__EXCERPT__.
♥ ; Wednesday, January 13, 2010
爱是打开心门的钥匙 ♥
hi everyone~ awaiting for me to post my entry? well, i'am feeling better after bursting out all my tears. indeed, you will feel better after having a big cry. omg. i'am feeling down that day & my collegues asked me why? its not the usual me. normally i'am very cheerful~ that day, i just kept quiet. they kept asking till i cant hold back my tears & burst out. i cried in the office & all my collegues was like what happened?? they thought because of work stress. keep consoling me. thanks guys~ i'am alrights now. not because of work stress but bgr.
thinking back, i do feel upset still but i think i should let him go cause he might be happier without me. i want him to be happy and lead a peaceful life. i should move on to the next stop ^.^ even though cant be lovers, we can be friends. but i need time to adapt. i never hate him. i've learn alot & i feel i've grown up. hahas. please treat & cherish r/s wisely, if not you will really regret. now in *healing period* just wanna be alone.. "my greatest fear of having you, is losing you."~♥ Beautiful Love~~♥
though there's guys outside whom wanna chase after me, i'am not gg to accept now cause its unfair to you. sorry that i didnt reply sms. save the message..
leading single life now, all i do is work. having myself occupied with stuffs & i wont bother to think so much. omfg~ i'am having ulcer now. and its like so damn painful~ thanks for everyone asking me to drink more water. but i've already apply salt onto the ulcer. yucks! bloody~~ yes, no need to say. the pain is killing me! but i want it to heal in the fastest way. its slightly better. no more heaty food for the time being.
yeah! i've finally finish watching 海派甜心 episode 11. awaiting for the next episode. monday faster come! lol. finish watching the whole drama, then i will watch 下一站,幸福~ heard alot of pp saying is nice~
my current company is hiring AP now. our new AP just quitted. been here for 1 week only. this month end my turn. but got to serve one month. gg back to my usual line & got to put on make-up le. need to go for training & grooming session. i'am so sorry to winnie & sze sze er~ left the both of them. felt so bad. will not be coming queensway anymore. see you all next time~ gambateh! will be opening chalet on my 21st birthday. will invite you all :) do come~
just back not long ago to have lunch with eelian & judy.. had fish soup with rice. healthy~ yeah~ after work gg home to have dinner. mum's cooking fish + meat porridge. now my appetite is not as big as last time le. raelene is leaving to perth this month! so fast. she's busy with her work. feel like meeting up with her this week but she haven reply me -.- i miss her!

__WHAT YOU WILL DO__.
A - Update the blog entry from "thinking back, i" to "save the message..", changing "lovers" to "partners".
B - According to the blog entry, where is Raelene leaving for this month?
The data that comes next isn't needed.

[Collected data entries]
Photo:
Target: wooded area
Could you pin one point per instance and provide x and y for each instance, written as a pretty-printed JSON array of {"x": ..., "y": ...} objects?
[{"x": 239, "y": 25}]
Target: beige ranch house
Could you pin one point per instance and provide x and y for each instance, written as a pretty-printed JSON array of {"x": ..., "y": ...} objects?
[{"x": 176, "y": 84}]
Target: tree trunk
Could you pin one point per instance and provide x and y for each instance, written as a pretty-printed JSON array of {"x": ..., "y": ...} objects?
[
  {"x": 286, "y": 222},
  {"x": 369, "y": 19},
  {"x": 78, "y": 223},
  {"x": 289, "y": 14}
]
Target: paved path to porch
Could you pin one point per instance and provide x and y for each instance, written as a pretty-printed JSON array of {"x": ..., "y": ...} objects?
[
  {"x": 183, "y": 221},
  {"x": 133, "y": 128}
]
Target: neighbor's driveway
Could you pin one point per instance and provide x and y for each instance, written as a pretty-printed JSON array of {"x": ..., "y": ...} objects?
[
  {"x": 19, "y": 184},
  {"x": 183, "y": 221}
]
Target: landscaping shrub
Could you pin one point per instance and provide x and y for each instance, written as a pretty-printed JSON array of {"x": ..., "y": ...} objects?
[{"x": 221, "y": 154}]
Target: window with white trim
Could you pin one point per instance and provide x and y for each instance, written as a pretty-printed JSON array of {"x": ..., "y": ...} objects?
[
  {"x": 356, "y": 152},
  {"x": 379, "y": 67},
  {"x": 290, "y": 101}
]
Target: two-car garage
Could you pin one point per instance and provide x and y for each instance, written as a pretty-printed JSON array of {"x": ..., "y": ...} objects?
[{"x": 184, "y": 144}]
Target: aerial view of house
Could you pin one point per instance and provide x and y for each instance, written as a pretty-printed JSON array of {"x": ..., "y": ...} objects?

__RESPONSES BY TASK__.
A -
thinking back, i do feel upset still but i think i should let him go cause he might be happier without me. i want him to be happy and lead a peaceful life. i should move on to the next stop ^.^ even though cant be partners, we can be friends. but i need time to adapt. i never hate him. i've learn alot & i feel i've grown up. hahas. please treat & cherish r/s wisely, if not you will really regret. now in *healing period* just wanna be alone.. "my greatest fear of having you, is losing you."~♥ Beautiful Love~~♥
though there's guys outside whom wanna chase after me, i'am not gg to accept now cause its unfair to you. sorry that i didnt reply sms. save the message..

B - Perth